Data excerpts:

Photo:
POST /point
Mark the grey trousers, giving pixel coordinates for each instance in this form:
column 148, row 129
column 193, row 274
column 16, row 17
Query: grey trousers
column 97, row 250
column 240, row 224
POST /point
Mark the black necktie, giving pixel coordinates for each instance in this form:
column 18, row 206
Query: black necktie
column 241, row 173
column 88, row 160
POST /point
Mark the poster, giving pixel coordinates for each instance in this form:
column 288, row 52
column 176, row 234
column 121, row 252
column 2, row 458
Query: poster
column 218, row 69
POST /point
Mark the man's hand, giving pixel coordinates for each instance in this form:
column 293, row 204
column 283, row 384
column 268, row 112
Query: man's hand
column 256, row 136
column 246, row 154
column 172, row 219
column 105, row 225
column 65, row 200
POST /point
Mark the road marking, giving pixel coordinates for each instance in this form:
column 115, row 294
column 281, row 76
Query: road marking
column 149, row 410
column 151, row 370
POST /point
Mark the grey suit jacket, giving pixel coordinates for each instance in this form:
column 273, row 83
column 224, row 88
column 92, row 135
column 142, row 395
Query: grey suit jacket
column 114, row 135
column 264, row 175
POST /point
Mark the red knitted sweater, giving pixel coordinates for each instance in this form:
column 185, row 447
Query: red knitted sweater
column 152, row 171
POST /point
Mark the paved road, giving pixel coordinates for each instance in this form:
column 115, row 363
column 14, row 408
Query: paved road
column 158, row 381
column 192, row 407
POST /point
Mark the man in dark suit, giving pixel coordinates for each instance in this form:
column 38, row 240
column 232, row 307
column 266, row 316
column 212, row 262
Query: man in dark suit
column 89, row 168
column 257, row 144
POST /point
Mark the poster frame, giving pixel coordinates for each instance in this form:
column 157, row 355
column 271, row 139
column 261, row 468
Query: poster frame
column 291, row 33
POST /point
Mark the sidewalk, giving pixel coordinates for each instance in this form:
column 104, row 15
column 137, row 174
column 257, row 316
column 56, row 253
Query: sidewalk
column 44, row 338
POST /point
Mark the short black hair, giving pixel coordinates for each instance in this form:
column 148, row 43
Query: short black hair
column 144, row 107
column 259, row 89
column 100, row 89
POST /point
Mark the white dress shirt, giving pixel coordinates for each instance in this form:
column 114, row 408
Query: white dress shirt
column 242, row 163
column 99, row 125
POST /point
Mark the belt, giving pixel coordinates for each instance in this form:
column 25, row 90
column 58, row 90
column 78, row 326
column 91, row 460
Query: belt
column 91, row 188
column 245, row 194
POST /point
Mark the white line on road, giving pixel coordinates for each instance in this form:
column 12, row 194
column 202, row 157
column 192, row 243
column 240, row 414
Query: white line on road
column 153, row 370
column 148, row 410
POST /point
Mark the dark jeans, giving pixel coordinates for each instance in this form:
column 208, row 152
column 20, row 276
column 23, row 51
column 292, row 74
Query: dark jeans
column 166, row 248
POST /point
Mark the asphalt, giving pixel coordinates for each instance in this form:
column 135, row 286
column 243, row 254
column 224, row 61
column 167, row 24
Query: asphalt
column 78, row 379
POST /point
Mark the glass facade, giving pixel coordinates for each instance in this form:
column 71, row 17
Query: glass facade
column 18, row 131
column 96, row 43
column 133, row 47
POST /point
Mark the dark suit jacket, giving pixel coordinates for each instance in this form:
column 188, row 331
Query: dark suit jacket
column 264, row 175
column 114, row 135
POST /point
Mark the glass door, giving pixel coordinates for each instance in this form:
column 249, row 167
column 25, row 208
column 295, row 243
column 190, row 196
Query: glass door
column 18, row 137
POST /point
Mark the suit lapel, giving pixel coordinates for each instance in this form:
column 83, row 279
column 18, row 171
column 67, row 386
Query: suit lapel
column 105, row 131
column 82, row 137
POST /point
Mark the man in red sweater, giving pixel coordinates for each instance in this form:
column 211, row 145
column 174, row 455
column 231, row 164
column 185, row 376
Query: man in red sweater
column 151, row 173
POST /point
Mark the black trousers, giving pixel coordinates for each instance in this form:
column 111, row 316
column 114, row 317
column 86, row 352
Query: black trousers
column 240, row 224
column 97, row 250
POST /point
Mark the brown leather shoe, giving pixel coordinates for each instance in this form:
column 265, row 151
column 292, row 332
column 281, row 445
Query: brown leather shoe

▶ _REQUIRED ACTION_: Quote all the records. Keep every word exact.

▶ _RESPONSE_:
Photo:
POST /point
Mark the grey trousers, giving pixel coordinates for each instance in this form:
column 148, row 129
column 193, row 274
column 16, row 17
Query: grey trousers
column 97, row 250
column 240, row 224
POST /point
Mark the black necktie, giving pixel coordinates for each instance in this form:
column 18, row 206
Query: black necktie
column 241, row 173
column 88, row 160
POST /point
Mark the poster, giving pixel coordinates for each instance in this form:
column 288, row 52
column 176, row 234
column 121, row 252
column 2, row 458
Query: poster
column 218, row 69
POST /point
Mark the man's hand, giving pixel coordinates for each instance in this form:
column 293, row 204
column 283, row 384
column 268, row 112
Query: man's hand
column 256, row 136
column 246, row 154
column 172, row 219
column 105, row 225
column 65, row 200
POST /point
Mark the road marking, giving pixel coordinates for each instance in this form:
column 115, row 294
column 281, row 76
Query: road marking
column 149, row 410
column 151, row 370
POST /point
Mark the grey suit jacket, giving pixel coordinates for each instance in this form:
column 273, row 83
column 224, row 88
column 92, row 135
column 142, row 395
Query: grey suit jacket
column 114, row 135
column 264, row 175
POST /point
Mark the red knitted sweater, giving pixel coordinates for each instance in this form:
column 185, row 447
Query: red knitted sweater
column 152, row 171
POST /point
Mark the paved road, giving pixel coordinates for each instance in this form:
column 115, row 363
column 14, row 408
Query: paved road
column 158, row 381
column 192, row 407
POST /point
Mark the man in dark suit, giving pixel coordinates for each instance in this form:
column 38, row 240
column 232, row 307
column 266, row 316
column 212, row 262
Query: man in dark suit
column 89, row 168
column 257, row 144
POST /point
Mark the poster frame, giving pixel coordinates for each instance in this form:
column 157, row 355
column 271, row 139
column 261, row 468
Query: poster frame
column 291, row 33
POST /point
Mark the sidewalk, giving pixel coordinates for each instance in this form:
column 104, row 15
column 137, row 174
column 257, row 316
column 56, row 253
Query: sidewalk
column 44, row 338
POST /point
Mark the short black hair, giving pixel coordinates for each instance in this form:
column 148, row 43
Query: short black hair
column 144, row 107
column 259, row 89
column 100, row 89
POST /point
Mark the white dress shirt, giving pixel coordinates for each instance in this form:
column 114, row 408
Query: white dress shirt
column 242, row 163
column 99, row 125
POST /point
Mark the belt, giving pixel coordinates for each instance in this form:
column 25, row 90
column 58, row 90
column 78, row 326
column 91, row 460
Query: belt
column 91, row 188
column 245, row 194
POST /point
Mark the white line on road, giving pixel coordinates for each instance in this form:
column 12, row 194
column 202, row 157
column 192, row 243
column 240, row 414
Query: white line on road
column 153, row 370
column 148, row 410
POST /point
Mark the dark jeans, giving pixel coordinates for each instance in this form:
column 208, row 152
column 20, row 276
column 23, row 51
column 292, row 74
Query: dark jeans
column 166, row 248
POST /point
Mark the asphalt, giving pixel coordinates for each instance in this form:
column 135, row 286
column 243, row 254
column 224, row 61
column 167, row 24
Query: asphalt
column 78, row 379
POST /point
Mark the glass facade, giving pixel coordinates for each instance in this form:
column 71, row 17
Query: glass facade
column 18, row 131
column 96, row 43
column 133, row 47
POST /point
Mark the dark suit jacket, giving pixel coordinates for each instance in this form:
column 188, row 331
Query: dark suit jacket
column 264, row 175
column 114, row 135
POST /point
Mark the glass door, giving pixel coordinates for each instance in this form:
column 249, row 167
column 25, row 208
column 295, row 243
column 190, row 196
Query: glass door
column 18, row 137
POST /point
Mark the suit lapel, giving pixel coordinates for each instance in this form:
column 83, row 279
column 18, row 171
column 67, row 386
Query: suit lapel
column 105, row 131
column 82, row 137
POST /point
Mark the man in red sweater, giving pixel coordinates for each instance in this form:
column 211, row 145
column 174, row 455
column 231, row 164
column 185, row 376
Query: man in red sweater
column 151, row 173
POST /point
Mark the black trousers, giving pixel coordinates for each instance in this form:
column 111, row 316
column 114, row 317
column 86, row 352
Query: black trousers
column 240, row 224
column 97, row 250
POST /point
Mark the brown leather shoe, giving pixel coordinates for each instance in this form:
column 265, row 151
column 292, row 332
column 281, row 445
Query: brown leather shoe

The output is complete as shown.